> [Records shown]:
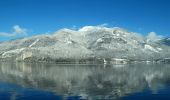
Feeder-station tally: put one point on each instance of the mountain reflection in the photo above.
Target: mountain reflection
(87, 81)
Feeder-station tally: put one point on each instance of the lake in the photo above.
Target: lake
(40, 81)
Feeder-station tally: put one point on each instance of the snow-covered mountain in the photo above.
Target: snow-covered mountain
(90, 42)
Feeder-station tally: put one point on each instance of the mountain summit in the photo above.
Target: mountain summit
(90, 43)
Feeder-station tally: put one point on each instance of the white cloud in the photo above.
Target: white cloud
(17, 31)
(103, 25)
(152, 36)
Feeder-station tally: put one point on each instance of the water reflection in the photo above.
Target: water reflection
(87, 81)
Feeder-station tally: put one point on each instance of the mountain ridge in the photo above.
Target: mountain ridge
(90, 42)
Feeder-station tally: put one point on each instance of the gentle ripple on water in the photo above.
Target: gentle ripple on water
(27, 81)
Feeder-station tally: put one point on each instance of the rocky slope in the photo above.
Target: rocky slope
(87, 44)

> [Task brief]: No pictures, please. Output the listing above exactly as it stands.

> [Exercise answer]:
Feeder-station tally: put one point on each instance of the mountain reflection in the photo above.
Target: mountain reflection
(87, 81)
Feeder-station tally: put one point on each instance of the lake in the photo above.
Target: lake
(40, 81)
Feeder-station tally: put one point on each instance of the snow-covered mountain in the photo above.
Target: snow-covered mountain
(90, 42)
Feeder-station tally: put one point on each instance of the mountain summit in the photo above.
Target: mountain summit
(90, 43)
Feeder-station tally: put one point on each instance of the white cloud in the photo above.
Target: white cloud
(17, 31)
(103, 25)
(152, 36)
Feeder-station tally: put one point on each instance of the water reflection in the photo above.
Target: water reflection
(87, 81)
Feeder-station tally: put one point on each instance of the mountain ridge in the photo above.
Target: mountain ridge
(90, 42)
Feeder-station tally: put one point on each instance of the gentle ripple on water in the photo above.
Target: gentle ripple on water
(27, 81)
Feeder-station tally: put one point on each instance of the rocky slope in the photo above.
Target: rocky slope
(87, 44)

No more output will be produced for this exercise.